■ **Source material**
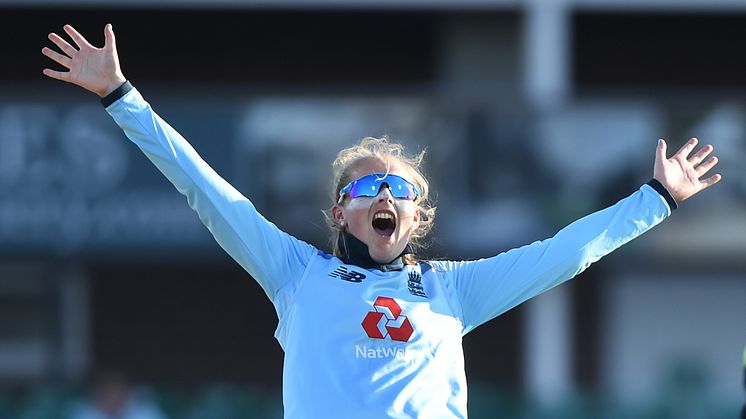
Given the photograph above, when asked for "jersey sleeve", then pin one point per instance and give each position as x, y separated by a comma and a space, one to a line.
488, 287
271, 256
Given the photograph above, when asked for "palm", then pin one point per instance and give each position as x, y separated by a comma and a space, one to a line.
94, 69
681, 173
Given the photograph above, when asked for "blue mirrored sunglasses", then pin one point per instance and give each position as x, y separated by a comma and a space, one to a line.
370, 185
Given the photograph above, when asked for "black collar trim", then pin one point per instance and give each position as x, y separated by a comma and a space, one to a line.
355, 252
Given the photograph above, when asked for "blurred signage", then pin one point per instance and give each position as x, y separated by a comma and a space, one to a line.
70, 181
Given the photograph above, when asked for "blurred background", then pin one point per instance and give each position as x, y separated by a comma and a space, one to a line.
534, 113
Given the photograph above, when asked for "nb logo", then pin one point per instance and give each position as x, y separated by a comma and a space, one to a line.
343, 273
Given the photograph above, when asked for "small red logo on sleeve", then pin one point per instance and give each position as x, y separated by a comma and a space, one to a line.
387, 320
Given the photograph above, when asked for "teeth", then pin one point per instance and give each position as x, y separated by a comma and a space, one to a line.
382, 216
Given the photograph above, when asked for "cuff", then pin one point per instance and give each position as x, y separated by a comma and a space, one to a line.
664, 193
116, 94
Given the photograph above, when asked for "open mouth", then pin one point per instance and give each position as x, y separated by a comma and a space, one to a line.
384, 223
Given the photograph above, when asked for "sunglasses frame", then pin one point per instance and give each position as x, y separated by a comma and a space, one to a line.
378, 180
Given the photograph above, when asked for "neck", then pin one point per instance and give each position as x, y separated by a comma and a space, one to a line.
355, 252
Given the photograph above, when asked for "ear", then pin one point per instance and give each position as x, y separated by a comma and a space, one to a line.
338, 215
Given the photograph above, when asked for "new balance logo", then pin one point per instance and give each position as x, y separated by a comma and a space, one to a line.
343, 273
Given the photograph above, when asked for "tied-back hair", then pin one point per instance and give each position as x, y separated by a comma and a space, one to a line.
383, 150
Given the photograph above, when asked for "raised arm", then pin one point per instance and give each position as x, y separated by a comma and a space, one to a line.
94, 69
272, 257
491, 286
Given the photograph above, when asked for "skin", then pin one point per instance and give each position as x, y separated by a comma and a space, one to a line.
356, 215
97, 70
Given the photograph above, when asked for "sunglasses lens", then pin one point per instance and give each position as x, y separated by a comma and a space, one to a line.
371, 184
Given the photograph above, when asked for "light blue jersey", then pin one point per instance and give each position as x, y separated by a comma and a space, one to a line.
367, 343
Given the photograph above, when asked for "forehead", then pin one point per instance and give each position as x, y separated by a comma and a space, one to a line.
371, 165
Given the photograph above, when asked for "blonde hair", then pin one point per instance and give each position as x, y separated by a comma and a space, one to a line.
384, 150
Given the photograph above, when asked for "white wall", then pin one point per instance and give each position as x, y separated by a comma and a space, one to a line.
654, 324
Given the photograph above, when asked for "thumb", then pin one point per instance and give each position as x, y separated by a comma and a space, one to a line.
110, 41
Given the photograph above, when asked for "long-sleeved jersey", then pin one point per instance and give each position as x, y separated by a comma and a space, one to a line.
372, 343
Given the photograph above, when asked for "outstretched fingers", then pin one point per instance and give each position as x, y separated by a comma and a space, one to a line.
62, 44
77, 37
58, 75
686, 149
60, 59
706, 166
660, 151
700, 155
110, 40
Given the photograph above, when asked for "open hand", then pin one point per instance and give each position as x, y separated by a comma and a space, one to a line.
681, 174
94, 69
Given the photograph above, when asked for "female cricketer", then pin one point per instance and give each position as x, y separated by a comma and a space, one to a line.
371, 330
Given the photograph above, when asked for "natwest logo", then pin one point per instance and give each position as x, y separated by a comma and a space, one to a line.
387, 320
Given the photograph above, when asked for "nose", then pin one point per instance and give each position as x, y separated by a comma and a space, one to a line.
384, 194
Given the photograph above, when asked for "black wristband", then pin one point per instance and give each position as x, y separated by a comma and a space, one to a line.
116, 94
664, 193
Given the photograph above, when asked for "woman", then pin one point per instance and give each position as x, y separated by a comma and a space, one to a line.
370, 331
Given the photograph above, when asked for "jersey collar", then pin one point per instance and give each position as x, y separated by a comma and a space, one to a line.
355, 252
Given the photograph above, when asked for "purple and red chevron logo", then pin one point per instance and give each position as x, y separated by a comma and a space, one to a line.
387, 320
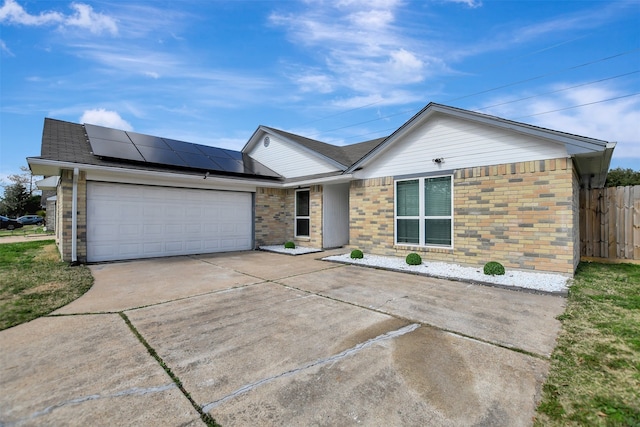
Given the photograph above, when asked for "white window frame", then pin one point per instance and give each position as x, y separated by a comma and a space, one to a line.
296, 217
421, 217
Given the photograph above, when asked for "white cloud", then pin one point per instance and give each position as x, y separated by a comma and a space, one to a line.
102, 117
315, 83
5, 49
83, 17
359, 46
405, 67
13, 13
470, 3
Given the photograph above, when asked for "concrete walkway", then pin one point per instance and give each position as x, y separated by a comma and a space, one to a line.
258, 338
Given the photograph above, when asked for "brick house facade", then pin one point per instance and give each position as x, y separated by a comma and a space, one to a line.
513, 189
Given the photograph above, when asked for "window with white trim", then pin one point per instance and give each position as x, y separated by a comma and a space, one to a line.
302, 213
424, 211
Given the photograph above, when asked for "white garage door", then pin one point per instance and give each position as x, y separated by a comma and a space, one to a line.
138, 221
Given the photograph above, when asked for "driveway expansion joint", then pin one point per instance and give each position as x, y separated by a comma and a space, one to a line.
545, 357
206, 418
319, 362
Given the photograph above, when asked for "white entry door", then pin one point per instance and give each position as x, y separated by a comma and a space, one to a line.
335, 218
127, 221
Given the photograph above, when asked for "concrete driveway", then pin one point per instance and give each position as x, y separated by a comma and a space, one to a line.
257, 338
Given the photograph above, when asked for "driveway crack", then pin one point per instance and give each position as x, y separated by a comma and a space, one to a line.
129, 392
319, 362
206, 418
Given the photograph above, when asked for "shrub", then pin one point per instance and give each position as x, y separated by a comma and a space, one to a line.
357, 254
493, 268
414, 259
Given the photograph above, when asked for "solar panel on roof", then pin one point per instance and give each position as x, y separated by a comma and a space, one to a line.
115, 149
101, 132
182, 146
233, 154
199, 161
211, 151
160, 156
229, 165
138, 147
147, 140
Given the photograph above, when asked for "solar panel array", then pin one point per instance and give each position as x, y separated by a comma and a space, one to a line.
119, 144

==

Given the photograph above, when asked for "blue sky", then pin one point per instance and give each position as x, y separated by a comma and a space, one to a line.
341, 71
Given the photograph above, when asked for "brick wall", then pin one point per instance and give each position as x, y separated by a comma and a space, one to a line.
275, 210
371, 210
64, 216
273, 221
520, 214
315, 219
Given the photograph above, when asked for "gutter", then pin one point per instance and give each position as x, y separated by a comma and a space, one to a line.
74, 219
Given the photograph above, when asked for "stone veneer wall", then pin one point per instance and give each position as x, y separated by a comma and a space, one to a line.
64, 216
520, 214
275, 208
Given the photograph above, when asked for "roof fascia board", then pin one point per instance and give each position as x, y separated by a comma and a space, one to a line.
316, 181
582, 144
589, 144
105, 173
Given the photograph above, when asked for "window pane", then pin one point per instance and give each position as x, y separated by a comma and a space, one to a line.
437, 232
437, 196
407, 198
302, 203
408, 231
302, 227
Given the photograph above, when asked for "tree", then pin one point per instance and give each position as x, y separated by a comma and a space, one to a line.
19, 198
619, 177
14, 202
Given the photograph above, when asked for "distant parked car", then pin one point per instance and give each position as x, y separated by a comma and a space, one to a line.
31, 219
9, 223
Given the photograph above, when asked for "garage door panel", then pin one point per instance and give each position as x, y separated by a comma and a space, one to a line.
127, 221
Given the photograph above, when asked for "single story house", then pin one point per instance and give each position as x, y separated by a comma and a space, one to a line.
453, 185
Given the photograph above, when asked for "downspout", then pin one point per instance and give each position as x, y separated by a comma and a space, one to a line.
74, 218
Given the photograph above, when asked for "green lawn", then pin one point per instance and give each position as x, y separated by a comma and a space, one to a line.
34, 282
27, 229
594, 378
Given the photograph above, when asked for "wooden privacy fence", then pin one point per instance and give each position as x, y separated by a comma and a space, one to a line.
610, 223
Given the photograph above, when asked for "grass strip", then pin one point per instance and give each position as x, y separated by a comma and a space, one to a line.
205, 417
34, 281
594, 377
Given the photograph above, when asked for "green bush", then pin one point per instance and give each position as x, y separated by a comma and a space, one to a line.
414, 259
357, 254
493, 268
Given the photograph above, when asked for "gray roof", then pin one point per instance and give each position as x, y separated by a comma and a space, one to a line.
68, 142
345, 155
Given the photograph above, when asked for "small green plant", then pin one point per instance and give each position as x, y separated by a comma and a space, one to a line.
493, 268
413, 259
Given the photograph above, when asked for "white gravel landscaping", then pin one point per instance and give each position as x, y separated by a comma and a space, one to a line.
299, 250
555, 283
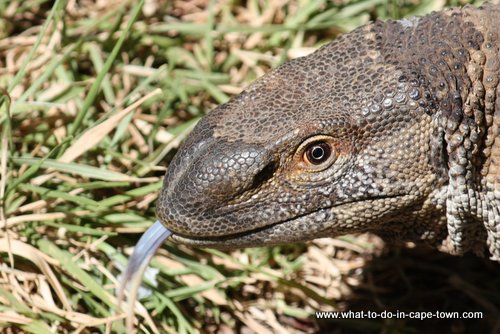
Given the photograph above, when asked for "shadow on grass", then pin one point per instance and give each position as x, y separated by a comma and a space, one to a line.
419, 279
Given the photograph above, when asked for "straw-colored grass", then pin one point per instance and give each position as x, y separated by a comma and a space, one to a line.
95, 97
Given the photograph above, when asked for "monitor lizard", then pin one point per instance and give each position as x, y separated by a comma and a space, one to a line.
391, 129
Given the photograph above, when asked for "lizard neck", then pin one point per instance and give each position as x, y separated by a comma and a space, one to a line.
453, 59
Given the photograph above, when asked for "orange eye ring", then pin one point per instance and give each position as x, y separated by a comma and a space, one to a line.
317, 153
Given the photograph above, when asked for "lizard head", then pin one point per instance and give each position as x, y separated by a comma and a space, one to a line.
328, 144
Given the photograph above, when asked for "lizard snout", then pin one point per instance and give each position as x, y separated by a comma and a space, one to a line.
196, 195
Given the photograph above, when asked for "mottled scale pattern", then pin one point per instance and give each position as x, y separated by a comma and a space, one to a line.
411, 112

■ **Exercise brief**
Find every line in the records that contains the word "neck" and copy each one.

■ **Written solution**
Given the photograph above, when asked for "neck", then pin one point per instance and give each position as x, y separated by a comma and a space, one to a line.
Given the photograph above, when asked for "lizard neck", then pin one point per instance and give each position as x, y separated by a comma and a space, one to a line.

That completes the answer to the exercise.